やること:
1. 元の文章によると、2011年5月9日の朝、筆者はどこで待っていたか。
2. 元の文章の筆者が、父のガン告知の日に自動車教習所へ申し込みに行ったのはなぜか。1～3文で説明せよ。

*** 元の文章

今日は珍しく風邪でダウンして床に伏せっているのですが、そういえば今日は父の命日だったな、とふと思い出しました。

2011年5月9日の朝、私は、がんセンターのホスピスの藤棚の下で父が死ぬのを待っていました。

とはいっても別に父が死ぬのを待ち望んでいたわけじゃなく、その数日前に病院側からいよいよです、と引導を渡され、家族交代で病院に泊まり込んでいたのです。

父の死に関してはとっくに覚悟はできていました。
人は全員死ぬものだし、人を見送る側のマナーとしては、泣かず騒がずなるべく本人が苦しまないようサポートするのが上々、と思っていた私は、父がガン告知を受けたその日に自動車教習所に申し込みに行ったくらいです。
(家には父以外のドライバーがおらず、今後は自宅と病院との車往復が予想されたため)

******
*** 提供資料

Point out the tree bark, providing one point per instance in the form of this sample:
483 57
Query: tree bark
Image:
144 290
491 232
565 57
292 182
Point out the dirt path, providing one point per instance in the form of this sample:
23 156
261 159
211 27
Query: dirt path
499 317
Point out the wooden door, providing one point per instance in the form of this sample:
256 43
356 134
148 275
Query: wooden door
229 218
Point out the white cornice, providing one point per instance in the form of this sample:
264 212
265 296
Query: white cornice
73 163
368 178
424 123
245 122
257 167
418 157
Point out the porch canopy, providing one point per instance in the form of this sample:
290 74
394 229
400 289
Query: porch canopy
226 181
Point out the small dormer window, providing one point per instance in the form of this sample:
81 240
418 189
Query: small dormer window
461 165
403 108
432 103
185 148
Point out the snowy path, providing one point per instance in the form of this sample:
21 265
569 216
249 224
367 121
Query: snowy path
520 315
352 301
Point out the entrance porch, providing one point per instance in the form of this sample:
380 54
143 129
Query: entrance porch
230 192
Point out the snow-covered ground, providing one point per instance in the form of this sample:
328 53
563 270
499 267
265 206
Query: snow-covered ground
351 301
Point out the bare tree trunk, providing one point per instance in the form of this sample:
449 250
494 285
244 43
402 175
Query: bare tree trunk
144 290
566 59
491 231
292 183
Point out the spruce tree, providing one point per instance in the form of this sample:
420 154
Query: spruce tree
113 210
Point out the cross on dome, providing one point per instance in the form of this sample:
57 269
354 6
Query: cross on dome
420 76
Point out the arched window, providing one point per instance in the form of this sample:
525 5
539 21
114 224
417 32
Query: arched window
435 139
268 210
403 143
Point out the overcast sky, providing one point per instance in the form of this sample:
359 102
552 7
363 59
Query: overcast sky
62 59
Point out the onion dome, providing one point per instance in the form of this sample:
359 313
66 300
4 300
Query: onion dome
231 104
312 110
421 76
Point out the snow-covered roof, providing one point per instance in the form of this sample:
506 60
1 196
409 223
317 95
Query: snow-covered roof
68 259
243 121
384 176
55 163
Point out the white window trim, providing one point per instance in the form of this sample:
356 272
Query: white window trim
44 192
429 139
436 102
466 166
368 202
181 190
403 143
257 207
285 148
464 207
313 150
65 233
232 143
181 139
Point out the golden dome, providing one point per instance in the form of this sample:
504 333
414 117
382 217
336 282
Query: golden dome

******

課題別の解答:
1. がんセンターのホスピスの藤棚の下です。

2. 家には父以外に車を運転できる人がいなかったからです。今後は自宅と病院の間を車で行き来することが予想されていました。